**REQUIREMENTS**
List every line in the entries below that contains the string "brushed".

──────── TASK DATA ────────

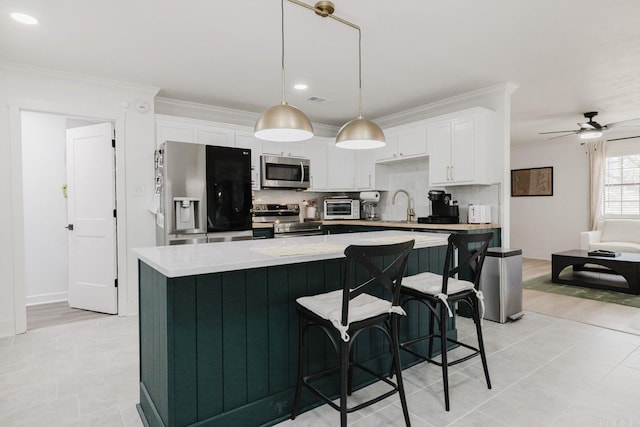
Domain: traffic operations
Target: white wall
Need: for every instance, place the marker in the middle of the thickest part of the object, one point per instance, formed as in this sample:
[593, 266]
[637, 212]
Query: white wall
[45, 208]
[545, 224]
[30, 89]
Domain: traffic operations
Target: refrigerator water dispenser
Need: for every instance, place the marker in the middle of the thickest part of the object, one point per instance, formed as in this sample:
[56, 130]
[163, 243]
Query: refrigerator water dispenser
[186, 211]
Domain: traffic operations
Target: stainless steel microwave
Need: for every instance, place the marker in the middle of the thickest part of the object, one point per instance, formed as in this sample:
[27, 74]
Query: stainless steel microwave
[284, 172]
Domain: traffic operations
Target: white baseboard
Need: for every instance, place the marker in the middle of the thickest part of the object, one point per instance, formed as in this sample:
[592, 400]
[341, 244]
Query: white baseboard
[7, 328]
[47, 298]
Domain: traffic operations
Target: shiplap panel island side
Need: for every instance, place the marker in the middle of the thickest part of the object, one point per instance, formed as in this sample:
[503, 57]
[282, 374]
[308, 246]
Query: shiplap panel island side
[219, 328]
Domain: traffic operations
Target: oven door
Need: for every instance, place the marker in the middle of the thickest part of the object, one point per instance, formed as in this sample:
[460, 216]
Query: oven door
[284, 172]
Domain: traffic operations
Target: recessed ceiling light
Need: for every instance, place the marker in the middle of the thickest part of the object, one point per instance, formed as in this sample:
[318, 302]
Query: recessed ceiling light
[23, 18]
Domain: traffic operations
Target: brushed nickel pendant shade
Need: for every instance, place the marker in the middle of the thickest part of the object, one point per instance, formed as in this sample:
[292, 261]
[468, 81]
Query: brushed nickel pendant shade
[360, 134]
[283, 122]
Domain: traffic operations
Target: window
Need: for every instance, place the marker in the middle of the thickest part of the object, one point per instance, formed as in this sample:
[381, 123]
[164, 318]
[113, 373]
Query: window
[622, 186]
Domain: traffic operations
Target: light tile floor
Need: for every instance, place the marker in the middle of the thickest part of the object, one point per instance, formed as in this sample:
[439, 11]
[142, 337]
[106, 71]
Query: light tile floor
[546, 371]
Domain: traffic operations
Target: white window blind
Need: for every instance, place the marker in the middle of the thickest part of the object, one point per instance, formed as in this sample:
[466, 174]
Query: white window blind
[622, 186]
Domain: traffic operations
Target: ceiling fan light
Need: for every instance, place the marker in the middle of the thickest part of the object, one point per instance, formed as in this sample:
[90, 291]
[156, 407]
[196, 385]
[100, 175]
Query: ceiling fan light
[591, 134]
[360, 134]
[283, 123]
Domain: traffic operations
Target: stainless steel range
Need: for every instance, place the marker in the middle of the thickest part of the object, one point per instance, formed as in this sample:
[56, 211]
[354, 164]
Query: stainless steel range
[285, 219]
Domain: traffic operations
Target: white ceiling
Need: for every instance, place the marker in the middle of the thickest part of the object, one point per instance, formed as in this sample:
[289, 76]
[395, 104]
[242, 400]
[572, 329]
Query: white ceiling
[567, 56]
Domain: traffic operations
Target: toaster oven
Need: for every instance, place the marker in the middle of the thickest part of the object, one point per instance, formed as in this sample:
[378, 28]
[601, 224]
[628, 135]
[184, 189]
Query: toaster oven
[341, 208]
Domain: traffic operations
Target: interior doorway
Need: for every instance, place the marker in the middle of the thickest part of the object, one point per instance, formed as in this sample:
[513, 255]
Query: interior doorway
[46, 216]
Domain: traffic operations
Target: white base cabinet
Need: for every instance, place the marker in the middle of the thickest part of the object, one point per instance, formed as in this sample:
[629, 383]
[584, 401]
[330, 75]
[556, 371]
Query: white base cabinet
[459, 148]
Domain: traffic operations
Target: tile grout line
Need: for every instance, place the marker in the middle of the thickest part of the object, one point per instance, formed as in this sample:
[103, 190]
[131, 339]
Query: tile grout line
[477, 407]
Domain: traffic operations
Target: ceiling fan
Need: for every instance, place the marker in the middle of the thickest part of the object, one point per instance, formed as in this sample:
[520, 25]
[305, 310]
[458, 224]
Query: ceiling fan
[591, 129]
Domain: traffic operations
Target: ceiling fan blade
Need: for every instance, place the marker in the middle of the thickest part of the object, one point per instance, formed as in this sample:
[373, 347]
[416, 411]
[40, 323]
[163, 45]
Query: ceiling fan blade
[626, 137]
[558, 131]
[625, 123]
[561, 136]
[586, 126]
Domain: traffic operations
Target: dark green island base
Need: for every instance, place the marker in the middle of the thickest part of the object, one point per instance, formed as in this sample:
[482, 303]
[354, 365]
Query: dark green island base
[220, 349]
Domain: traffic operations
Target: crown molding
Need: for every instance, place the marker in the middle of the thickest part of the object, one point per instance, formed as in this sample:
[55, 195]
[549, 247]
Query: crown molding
[82, 78]
[206, 112]
[453, 103]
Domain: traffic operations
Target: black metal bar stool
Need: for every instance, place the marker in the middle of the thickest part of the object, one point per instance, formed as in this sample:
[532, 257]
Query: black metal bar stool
[439, 293]
[343, 314]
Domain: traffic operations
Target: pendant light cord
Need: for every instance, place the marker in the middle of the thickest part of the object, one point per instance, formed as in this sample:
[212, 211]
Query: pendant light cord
[360, 72]
[282, 48]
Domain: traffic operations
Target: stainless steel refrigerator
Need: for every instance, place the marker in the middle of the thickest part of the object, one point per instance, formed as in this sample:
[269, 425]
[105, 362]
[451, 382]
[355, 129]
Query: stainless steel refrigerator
[204, 192]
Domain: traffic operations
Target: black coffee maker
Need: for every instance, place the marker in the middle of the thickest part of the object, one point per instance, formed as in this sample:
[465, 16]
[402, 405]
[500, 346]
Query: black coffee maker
[443, 209]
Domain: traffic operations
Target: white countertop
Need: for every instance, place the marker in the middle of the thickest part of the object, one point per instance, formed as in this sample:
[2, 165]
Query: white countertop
[187, 260]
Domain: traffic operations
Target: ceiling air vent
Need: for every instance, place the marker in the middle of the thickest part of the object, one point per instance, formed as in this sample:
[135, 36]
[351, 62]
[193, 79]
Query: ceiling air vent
[317, 99]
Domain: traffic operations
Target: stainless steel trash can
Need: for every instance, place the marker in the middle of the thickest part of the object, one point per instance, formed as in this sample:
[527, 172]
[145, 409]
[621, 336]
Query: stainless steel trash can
[501, 284]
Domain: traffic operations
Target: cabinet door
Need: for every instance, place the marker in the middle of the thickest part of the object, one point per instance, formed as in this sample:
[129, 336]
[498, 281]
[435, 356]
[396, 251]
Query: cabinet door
[439, 136]
[340, 168]
[174, 131]
[317, 154]
[463, 153]
[214, 136]
[365, 169]
[285, 149]
[412, 142]
[390, 150]
[247, 140]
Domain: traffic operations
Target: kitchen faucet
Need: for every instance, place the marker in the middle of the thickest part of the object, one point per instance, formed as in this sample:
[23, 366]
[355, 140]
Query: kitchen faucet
[410, 212]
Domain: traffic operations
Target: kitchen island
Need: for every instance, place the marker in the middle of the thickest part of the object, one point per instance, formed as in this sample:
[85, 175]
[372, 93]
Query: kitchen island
[218, 324]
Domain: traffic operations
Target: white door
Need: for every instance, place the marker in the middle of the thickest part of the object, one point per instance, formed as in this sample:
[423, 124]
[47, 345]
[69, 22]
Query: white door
[92, 225]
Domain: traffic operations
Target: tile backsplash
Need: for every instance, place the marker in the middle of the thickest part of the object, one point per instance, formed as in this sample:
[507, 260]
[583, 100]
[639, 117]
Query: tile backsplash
[413, 176]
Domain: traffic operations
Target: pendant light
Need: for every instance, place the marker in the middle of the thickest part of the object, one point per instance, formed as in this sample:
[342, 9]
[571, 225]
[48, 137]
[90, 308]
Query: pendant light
[283, 122]
[360, 133]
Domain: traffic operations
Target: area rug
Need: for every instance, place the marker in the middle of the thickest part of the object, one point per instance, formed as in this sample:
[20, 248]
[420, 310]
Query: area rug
[544, 284]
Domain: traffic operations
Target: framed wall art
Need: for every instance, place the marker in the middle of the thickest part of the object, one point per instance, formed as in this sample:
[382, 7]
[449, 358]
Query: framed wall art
[532, 182]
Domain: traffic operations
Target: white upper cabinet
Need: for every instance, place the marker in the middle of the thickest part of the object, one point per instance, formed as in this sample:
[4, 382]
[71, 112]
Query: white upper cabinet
[316, 150]
[390, 150]
[285, 149]
[459, 148]
[404, 142]
[210, 135]
[340, 168]
[169, 130]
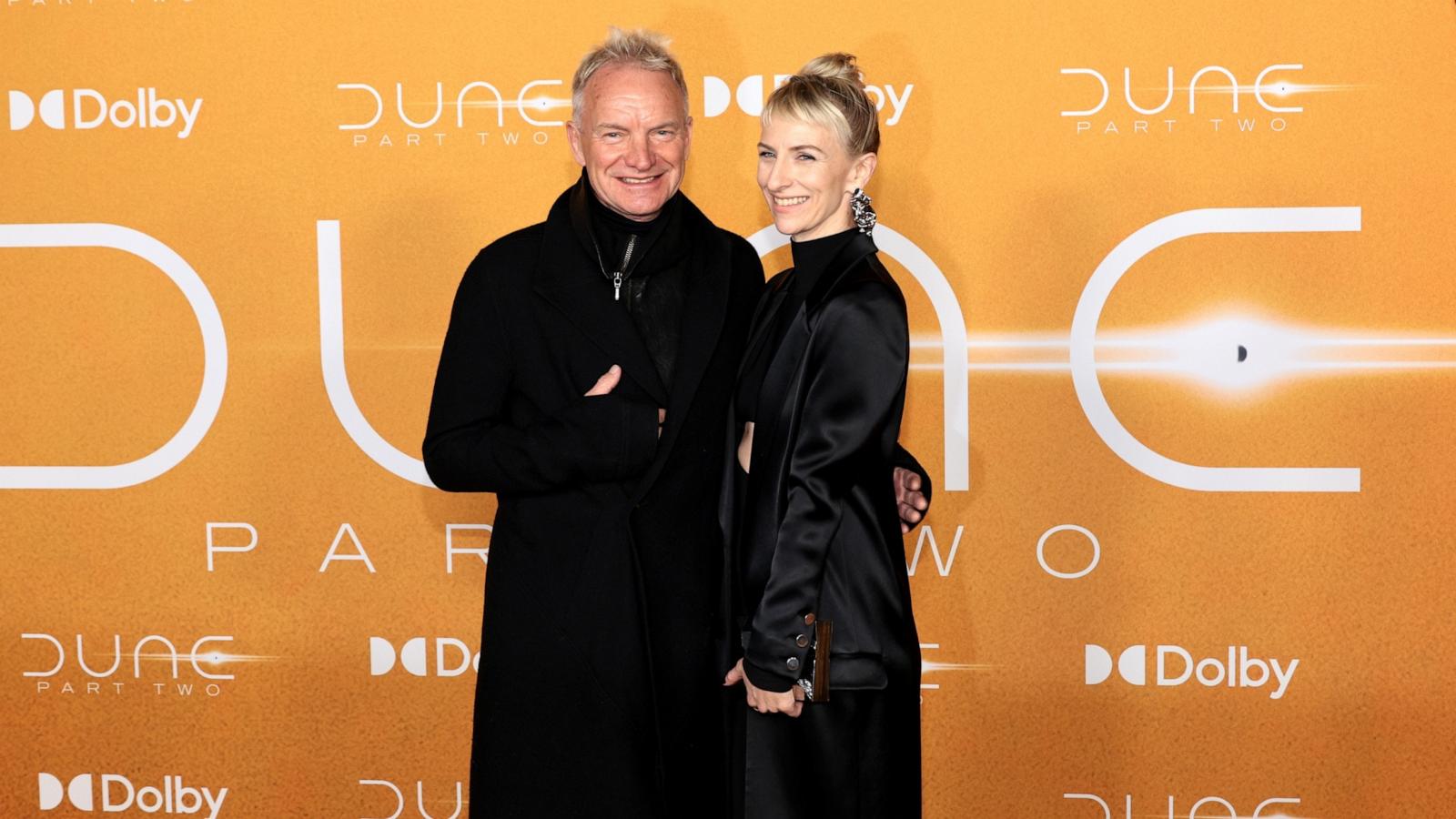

────────

**TASK RESULT**
Target: brushed nickel pendant shade
Query: brushed nickel pendant shade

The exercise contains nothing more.